*Data extracted from a collection:*
_ _ _ _
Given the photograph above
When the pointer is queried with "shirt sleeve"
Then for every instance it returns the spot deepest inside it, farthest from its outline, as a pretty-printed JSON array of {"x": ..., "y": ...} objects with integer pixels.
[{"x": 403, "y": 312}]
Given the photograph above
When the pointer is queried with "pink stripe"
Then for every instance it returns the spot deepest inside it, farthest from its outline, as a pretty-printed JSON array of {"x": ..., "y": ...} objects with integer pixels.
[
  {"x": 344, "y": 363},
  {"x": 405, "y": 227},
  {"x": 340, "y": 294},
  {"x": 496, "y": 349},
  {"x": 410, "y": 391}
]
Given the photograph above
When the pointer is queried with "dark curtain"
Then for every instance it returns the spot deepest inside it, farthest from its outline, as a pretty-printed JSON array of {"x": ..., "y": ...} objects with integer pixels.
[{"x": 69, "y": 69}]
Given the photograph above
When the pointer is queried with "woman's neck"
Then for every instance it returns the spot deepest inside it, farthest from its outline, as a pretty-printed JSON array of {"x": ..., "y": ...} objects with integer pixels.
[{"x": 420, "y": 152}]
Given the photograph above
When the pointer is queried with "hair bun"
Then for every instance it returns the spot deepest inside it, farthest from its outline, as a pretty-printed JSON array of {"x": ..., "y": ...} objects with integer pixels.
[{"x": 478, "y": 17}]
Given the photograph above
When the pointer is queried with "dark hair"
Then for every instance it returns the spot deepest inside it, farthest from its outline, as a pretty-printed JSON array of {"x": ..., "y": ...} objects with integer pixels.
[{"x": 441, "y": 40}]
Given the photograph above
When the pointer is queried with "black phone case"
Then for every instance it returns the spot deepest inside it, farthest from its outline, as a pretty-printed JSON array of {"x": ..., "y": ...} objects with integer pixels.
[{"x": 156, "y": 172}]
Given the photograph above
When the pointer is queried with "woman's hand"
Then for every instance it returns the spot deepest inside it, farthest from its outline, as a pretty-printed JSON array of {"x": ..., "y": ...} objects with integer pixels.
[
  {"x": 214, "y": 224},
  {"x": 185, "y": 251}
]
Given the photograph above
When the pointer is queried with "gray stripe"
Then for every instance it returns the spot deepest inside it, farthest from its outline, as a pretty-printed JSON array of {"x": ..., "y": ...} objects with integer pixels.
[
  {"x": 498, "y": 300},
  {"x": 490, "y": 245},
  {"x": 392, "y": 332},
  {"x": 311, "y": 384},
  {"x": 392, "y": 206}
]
_ _ _ _
*Prompt:* Output the listing above exactly as it appears.

*Right answer:*
Given the photograph above
When the pointer is queried with "shirt sleeve"
Then for every instance it returns the spot deepest inside it, farthest from its outline, as a pretty-printed JSON array of {"x": ..., "y": ...} objects with integer pixels.
[{"x": 403, "y": 312}]
Given the photograph above
When the pointer is queried with "pink stripe"
Then for every instance it returns the spot deepest inside it, farthest from its outline, as a pretty-printed JSON array of {"x": ..., "y": ...} objects with integer pixels.
[
  {"x": 344, "y": 363},
  {"x": 405, "y": 227},
  {"x": 340, "y": 294},
  {"x": 496, "y": 349},
  {"x": 410, "y": 391}
]
Given the photograph above
When the pointer is queried with "dark curtain"
Then for every instance it returns the spot deepest inside it, farthest from its outline, as a pretty-printed JSON array of {"x": ..., "y": ...} objects with integer pixels.
[{"x": 69, "y": 69}]
Given the photograph above
When the pointer is queried with "woman's neck"
Then for every instance it returns the spot deepest inside it, farthest from its outline, as a pretty-printed JSON array of {"x": ..., "y": ...} objects with integer pixels.
[{"x": 420, "y": 152}]
Given the photograph above
When the pointer is queried with "hair bun"
Then for every instance it returns the spot deepest inside it, farthest from its outline, as a pretty-printed JSON array of {"x": ..., "y": ...} objects with integer pixels.
[{"x": 478, "y": 17}]
Given the photograph above
When the pointer is queried with "dark hair"
Then for every instance it returns the spot deepest inside it, farthest from its outline, as a pretty-printed JSON array of {"x": ..., "y": ...} objects with integer pixels.
[{"x": 441, "y": 40}]
Given the photograph above
When the pointer is queried with "black phone case"
Then for every instance it returns the spot deepest inside it, farthest from its outline, as a pretty-printed JSON array of {"x": ..., "y": ...} objects with integer pixels.
[{"x": 156, "y": 172}]
Given the photograph above
When the pointer is queried with "woman's hand"
Then for every instance it returns the spot deepest inside it, farthest from its outline, as a pretty-printed JSON array of {"x": ..., "y": ...} objects with integer pixels.
[
  {"x": 214, "y": 224},
  {"x": 185, "y": 251}
]
Given the photograph above
When the pointer is queried with "gray stripe"
Then for every instance it returns the spot deepest inside it, farthest from its outline, as a pretty-printed JSON array of {"x": ..., "y": ...} objects with integer pixels.
[
  {"x": 498, "y": 300},
  {"x": 490, "y": 245},
  {"x": 392, "y": 332},
  {"x": 311, "y": 384},
  {"x": 392, "y": 206}
]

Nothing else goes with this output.